▸ **What you need to do**
Scale the point coordinates in the answers of the material below by 1.45, rounding each to a whole number with halves rounded up, and write out all the lines again, including the requests. Leave the numbers in the requests untouched, and omit the pictures.

▸ **Records supplied**
|---|

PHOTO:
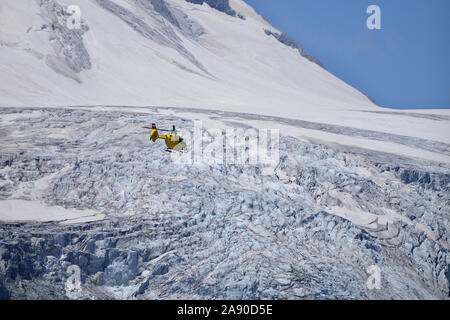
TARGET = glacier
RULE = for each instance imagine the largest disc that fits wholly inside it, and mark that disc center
(84, 192)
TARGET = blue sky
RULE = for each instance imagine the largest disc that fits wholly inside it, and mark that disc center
(406, 64)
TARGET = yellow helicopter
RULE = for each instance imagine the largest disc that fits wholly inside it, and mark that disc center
(172, 139)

|---|

▸ **Written solution**
PHOTO:
TARGET = glacier
RULE = for each instance imagine the largest disc that fits wholly inside it, and mark that disc center
(122, 278)
TARGET = blue sky
RULE = for each instance imagine the largest disc that fits wholly inside it, and mark that disc center
(589, 93)
TARGET = yellow helicopter
RULE = for each instance imagine the largest disc that fits wholly inside it, and mark that disc center
(249, 202)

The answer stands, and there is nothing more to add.